Exercise requirements:
Scan the records below for the string "white" and return every line where it appears.

Dataset records:
☆ ☆ ☆ ☆ ☆ ☆ ☆

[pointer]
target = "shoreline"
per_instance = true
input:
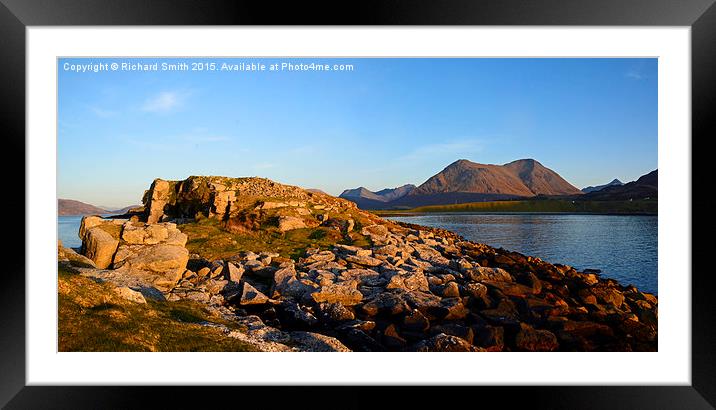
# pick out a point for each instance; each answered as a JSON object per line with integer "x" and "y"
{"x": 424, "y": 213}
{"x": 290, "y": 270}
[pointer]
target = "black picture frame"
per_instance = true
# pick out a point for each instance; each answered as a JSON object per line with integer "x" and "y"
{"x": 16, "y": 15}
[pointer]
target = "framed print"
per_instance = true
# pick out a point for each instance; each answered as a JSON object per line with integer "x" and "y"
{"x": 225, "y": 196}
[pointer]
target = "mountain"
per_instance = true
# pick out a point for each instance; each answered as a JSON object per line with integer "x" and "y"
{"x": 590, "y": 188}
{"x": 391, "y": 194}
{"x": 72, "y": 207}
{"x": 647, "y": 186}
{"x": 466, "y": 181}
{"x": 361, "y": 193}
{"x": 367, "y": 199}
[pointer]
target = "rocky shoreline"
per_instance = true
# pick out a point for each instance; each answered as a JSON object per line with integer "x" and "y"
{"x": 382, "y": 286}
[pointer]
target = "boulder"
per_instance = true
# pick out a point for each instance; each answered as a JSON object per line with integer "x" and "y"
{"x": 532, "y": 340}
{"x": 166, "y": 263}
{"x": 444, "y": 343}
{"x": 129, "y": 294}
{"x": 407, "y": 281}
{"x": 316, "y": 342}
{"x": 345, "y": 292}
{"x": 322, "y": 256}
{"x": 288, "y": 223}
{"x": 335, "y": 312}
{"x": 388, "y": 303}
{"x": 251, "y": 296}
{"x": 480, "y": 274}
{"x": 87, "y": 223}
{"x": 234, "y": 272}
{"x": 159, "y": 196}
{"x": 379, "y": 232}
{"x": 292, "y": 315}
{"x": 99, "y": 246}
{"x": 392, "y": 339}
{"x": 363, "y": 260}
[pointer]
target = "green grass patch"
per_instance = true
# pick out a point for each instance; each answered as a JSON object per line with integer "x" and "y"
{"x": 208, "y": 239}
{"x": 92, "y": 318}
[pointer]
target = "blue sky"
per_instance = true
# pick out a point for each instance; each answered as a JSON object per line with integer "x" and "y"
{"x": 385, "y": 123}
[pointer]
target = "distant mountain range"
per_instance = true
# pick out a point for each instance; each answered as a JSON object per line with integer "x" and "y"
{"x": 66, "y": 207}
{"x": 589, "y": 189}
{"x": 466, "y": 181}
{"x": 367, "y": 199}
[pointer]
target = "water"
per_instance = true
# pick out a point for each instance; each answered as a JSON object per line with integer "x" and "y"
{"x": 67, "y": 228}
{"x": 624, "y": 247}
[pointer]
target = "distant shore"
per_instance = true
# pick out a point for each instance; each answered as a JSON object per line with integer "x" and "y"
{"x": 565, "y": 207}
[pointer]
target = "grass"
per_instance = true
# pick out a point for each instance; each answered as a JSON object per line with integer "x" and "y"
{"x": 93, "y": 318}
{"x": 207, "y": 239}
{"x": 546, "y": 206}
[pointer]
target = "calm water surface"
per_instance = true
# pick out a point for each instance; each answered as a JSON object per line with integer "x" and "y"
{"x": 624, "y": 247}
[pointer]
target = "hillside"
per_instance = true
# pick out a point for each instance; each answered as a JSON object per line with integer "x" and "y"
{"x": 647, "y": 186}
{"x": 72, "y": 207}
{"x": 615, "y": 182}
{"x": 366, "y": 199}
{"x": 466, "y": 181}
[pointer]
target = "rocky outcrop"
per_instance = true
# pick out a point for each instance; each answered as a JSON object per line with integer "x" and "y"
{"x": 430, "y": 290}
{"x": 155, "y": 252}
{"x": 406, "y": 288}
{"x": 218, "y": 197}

☆ ☆ ☆ ☆ ☆ ☆ ☆

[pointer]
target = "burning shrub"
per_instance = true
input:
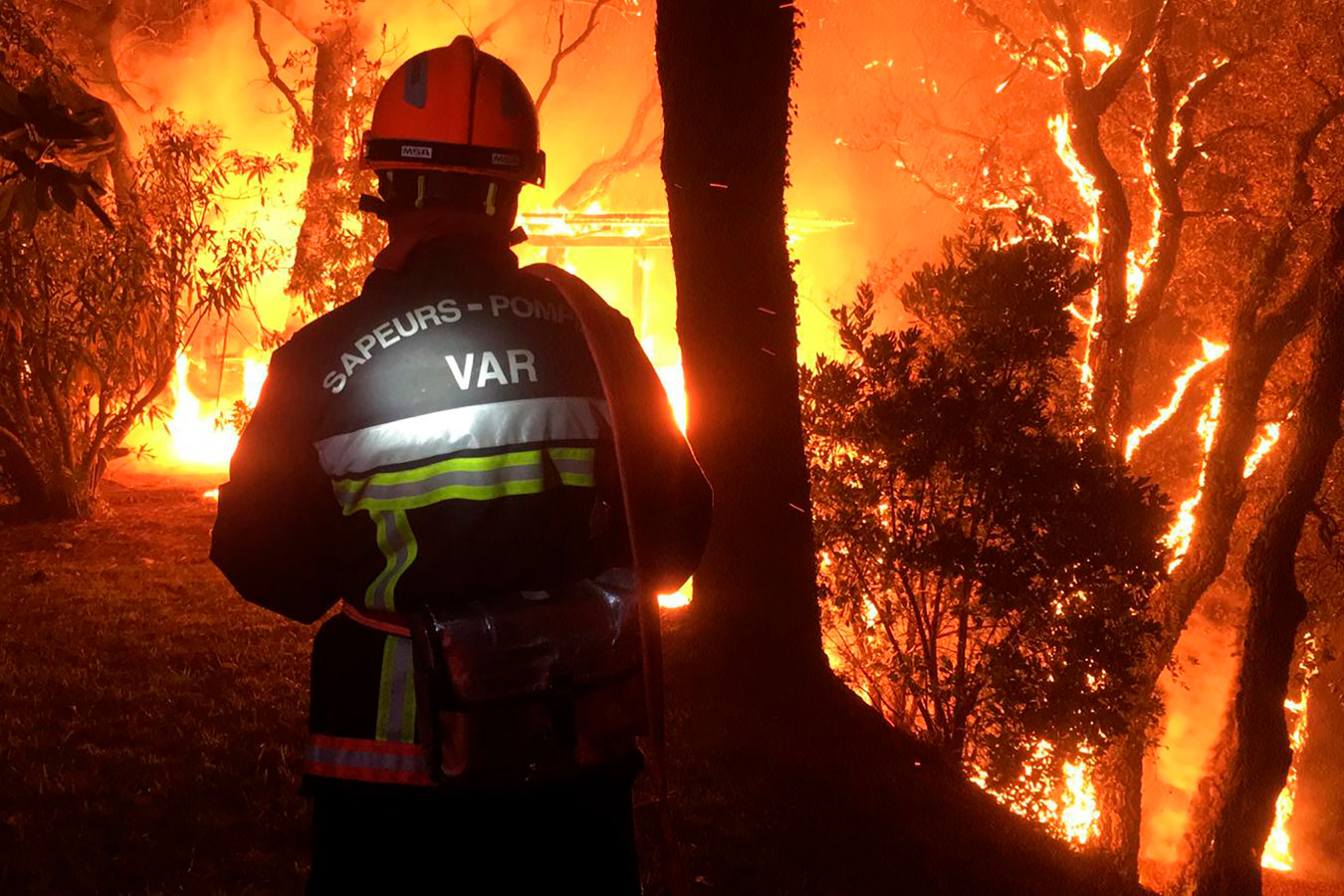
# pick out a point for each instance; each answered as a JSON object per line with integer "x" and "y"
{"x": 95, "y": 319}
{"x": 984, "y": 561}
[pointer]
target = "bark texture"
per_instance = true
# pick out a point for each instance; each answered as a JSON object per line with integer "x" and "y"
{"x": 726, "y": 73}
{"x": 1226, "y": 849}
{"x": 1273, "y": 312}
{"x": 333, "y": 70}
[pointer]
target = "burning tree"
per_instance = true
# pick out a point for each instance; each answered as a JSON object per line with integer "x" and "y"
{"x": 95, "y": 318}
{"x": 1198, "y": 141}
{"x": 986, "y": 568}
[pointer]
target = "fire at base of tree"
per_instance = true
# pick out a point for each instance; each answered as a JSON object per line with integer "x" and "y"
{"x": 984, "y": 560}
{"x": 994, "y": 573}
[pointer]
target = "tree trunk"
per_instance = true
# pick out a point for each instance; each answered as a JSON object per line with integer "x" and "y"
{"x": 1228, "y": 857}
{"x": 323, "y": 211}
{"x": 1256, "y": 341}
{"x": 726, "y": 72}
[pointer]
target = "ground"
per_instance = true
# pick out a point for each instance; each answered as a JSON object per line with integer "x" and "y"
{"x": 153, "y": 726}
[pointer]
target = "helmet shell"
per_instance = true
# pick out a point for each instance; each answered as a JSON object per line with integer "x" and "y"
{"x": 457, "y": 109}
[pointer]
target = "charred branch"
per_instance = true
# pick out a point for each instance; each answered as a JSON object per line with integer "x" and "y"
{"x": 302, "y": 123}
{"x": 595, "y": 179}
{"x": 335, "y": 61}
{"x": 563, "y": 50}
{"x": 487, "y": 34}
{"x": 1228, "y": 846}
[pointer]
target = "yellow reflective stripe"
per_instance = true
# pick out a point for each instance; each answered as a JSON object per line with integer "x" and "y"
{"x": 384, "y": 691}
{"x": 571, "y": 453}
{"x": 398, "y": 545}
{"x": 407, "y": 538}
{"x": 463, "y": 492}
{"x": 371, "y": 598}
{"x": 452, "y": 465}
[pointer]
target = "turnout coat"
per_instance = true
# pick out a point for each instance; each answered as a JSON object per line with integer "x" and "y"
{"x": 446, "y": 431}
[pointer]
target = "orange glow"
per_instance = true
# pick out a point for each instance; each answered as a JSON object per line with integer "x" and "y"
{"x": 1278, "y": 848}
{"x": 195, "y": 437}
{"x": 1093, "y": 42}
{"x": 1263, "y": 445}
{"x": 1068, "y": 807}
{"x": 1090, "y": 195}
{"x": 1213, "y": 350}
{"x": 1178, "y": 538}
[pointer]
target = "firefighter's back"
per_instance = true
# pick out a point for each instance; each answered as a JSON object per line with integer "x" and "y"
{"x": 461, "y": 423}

☆ ☆ ☆ ☆ ☆ ☆ ☆

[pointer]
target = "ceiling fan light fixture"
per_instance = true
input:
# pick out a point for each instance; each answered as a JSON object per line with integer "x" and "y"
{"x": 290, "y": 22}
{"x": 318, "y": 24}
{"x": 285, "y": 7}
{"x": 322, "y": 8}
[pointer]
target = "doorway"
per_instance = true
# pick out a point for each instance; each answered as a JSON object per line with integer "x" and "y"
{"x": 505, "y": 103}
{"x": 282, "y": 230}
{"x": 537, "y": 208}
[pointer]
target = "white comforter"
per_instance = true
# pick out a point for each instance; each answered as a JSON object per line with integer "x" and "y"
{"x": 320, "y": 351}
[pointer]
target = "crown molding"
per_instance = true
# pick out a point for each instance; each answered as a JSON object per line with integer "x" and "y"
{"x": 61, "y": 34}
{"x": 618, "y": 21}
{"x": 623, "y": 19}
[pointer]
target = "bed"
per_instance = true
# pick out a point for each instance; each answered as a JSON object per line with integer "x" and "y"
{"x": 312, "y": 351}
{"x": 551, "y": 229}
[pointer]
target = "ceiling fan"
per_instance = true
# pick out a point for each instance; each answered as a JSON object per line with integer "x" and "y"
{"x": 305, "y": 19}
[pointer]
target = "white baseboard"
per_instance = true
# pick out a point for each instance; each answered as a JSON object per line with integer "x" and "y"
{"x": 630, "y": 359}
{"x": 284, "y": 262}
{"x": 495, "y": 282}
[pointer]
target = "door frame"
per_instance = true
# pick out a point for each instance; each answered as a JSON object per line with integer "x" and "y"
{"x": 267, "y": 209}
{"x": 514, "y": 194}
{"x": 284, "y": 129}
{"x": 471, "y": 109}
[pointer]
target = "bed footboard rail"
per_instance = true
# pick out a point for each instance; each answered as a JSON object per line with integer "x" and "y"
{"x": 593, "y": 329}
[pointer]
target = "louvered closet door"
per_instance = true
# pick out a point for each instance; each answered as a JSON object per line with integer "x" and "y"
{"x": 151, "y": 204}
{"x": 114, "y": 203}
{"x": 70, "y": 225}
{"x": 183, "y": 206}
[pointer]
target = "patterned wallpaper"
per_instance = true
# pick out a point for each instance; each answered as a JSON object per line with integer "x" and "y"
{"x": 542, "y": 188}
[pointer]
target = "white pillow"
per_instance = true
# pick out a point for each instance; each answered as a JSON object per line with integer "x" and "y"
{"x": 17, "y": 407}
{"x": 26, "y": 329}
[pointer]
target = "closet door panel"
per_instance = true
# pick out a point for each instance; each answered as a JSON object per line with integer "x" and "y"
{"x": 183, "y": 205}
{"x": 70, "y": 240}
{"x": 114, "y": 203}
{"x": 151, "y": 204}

☆ ☆ ☆ ☆ ☆ ☆ ☆

Response to the exercise:
target = "white comforter"
target = "white baseboard"
target = "white pillow"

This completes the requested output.